-------- DATA FOR THIS EXERCISE --------
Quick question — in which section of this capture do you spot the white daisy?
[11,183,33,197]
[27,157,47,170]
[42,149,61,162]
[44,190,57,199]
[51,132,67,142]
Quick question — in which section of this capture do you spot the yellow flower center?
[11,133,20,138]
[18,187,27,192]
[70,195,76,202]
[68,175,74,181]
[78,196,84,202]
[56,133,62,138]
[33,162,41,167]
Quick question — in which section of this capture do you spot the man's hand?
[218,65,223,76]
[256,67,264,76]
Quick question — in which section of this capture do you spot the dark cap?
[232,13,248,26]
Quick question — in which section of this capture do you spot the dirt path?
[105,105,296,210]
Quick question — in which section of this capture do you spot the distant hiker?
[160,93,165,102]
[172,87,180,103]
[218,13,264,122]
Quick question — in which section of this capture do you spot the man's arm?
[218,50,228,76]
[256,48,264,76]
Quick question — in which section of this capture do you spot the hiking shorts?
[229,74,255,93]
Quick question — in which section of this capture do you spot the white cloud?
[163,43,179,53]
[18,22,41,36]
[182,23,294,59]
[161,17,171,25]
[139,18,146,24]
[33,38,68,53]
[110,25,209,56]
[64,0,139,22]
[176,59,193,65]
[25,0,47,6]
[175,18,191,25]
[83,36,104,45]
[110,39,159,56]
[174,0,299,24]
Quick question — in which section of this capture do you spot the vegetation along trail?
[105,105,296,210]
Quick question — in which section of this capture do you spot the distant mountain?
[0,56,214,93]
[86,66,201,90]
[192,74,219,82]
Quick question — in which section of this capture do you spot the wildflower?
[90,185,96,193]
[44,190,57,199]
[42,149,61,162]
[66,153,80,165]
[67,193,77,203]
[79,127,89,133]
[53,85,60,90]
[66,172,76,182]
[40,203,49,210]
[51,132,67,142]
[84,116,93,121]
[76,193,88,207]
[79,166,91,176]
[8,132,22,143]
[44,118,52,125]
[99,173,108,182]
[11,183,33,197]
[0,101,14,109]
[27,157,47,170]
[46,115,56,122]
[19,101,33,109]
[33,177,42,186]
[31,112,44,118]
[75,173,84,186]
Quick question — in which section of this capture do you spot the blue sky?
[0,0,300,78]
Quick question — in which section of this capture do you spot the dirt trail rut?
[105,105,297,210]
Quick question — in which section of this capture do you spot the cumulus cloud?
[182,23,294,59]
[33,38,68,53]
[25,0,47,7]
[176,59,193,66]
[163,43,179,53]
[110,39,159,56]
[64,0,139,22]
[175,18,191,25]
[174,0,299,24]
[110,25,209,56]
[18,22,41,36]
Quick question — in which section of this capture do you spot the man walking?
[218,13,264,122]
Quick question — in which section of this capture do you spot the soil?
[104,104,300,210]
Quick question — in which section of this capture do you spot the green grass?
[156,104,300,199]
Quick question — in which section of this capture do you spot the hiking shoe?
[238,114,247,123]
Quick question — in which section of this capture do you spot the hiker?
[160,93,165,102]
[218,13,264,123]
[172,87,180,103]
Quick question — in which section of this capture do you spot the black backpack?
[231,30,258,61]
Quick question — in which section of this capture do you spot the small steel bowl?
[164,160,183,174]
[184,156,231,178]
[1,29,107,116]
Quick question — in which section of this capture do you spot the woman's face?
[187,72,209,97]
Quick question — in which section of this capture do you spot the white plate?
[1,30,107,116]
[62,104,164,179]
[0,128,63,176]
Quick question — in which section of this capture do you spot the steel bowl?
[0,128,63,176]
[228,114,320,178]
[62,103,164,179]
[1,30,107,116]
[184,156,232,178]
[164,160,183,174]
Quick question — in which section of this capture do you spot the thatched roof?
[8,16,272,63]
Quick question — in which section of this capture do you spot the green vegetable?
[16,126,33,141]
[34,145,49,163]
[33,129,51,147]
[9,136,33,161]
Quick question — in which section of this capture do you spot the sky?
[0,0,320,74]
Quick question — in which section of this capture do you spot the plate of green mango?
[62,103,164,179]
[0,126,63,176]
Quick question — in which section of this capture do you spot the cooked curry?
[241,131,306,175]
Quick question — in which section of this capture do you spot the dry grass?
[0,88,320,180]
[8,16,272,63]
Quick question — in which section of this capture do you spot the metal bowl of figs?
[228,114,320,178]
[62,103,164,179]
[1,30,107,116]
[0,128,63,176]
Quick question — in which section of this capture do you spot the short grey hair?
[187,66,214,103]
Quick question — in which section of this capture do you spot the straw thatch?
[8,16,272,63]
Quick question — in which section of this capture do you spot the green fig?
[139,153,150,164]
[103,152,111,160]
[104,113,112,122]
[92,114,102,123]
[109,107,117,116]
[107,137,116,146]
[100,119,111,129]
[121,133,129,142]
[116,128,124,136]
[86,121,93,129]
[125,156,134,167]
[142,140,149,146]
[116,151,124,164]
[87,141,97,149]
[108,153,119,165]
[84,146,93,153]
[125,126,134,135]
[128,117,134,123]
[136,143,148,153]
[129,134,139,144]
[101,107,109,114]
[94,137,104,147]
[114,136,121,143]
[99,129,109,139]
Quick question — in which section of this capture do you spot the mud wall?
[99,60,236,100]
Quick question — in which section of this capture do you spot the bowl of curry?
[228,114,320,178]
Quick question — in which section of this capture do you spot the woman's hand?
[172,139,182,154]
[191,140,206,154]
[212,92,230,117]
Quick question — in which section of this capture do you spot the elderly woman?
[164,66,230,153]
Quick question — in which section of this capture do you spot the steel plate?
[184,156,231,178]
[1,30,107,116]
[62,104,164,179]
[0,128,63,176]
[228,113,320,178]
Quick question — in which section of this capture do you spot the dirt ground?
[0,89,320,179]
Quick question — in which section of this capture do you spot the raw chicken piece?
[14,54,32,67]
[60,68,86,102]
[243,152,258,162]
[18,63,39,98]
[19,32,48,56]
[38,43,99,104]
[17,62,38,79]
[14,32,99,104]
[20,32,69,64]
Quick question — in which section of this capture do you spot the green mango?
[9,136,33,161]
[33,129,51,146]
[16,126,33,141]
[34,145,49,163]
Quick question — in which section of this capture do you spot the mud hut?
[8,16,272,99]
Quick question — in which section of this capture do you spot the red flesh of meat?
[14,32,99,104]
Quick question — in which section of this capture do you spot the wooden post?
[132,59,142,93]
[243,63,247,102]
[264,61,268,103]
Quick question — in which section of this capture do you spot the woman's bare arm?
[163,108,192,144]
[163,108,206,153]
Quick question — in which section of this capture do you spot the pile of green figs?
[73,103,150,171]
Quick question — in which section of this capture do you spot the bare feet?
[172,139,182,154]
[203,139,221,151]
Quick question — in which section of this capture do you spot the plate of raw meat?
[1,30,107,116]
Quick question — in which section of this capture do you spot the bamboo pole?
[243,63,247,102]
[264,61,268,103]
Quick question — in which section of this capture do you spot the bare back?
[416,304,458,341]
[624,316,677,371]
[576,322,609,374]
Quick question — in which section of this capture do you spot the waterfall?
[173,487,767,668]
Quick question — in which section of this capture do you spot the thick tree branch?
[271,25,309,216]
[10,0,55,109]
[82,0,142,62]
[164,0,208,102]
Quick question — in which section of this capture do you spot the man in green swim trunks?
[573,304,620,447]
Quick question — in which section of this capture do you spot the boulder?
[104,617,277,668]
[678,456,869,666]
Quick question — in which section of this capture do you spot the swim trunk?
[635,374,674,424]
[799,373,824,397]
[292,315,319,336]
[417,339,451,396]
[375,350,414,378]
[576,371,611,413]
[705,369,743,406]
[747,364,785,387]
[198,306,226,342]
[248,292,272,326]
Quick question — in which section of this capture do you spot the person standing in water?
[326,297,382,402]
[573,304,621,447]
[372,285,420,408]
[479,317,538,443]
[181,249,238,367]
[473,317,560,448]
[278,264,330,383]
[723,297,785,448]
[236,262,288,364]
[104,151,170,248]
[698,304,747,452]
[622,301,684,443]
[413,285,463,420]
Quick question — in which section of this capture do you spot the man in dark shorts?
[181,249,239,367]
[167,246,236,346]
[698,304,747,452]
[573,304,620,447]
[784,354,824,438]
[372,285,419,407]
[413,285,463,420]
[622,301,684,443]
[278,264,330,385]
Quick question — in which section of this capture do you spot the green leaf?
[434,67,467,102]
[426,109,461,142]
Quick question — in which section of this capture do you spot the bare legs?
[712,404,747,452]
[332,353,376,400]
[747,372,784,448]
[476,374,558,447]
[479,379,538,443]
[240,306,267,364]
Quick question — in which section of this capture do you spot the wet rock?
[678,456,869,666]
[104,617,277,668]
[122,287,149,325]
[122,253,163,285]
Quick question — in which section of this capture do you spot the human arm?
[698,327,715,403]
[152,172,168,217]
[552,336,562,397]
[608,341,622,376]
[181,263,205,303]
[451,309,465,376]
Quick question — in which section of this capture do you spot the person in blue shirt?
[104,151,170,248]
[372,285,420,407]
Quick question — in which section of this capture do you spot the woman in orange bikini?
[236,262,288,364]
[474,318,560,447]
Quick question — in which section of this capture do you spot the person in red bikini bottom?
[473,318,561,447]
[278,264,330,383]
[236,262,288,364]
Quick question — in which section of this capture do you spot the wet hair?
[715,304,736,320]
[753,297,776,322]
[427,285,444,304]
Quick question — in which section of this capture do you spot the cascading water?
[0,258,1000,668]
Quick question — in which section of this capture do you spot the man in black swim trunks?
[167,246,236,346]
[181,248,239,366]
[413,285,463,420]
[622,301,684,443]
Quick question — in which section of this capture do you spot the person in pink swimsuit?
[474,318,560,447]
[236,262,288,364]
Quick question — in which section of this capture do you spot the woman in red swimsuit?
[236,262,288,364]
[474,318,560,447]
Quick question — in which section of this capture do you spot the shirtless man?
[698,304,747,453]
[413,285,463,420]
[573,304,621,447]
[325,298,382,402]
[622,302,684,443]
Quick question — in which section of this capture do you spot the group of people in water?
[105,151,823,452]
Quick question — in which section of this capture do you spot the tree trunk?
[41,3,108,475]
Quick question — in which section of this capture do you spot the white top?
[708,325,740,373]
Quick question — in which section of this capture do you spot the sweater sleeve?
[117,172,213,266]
--------
__TASK DIRECTIONS__
Lay out the entries starting at the line containing "the man's arm?" and ending at the line containing "[229,74,255,93]" as a two-column CSV headed entry_text and answer, with one row per entry. Put each entry's wording and its answer in a single quoted field apiece, with line breaks replaced by spaces.

__ANSWER TO THIS PROBLEM__
entry_text,answer
"Quick question — in which section of this capture do you spot the man's arm?","[218,50,228,76] [256,48,264,76]"
"Quick question — in which section of this capture do you spot the hiking shorts?","[229,74,255,93]"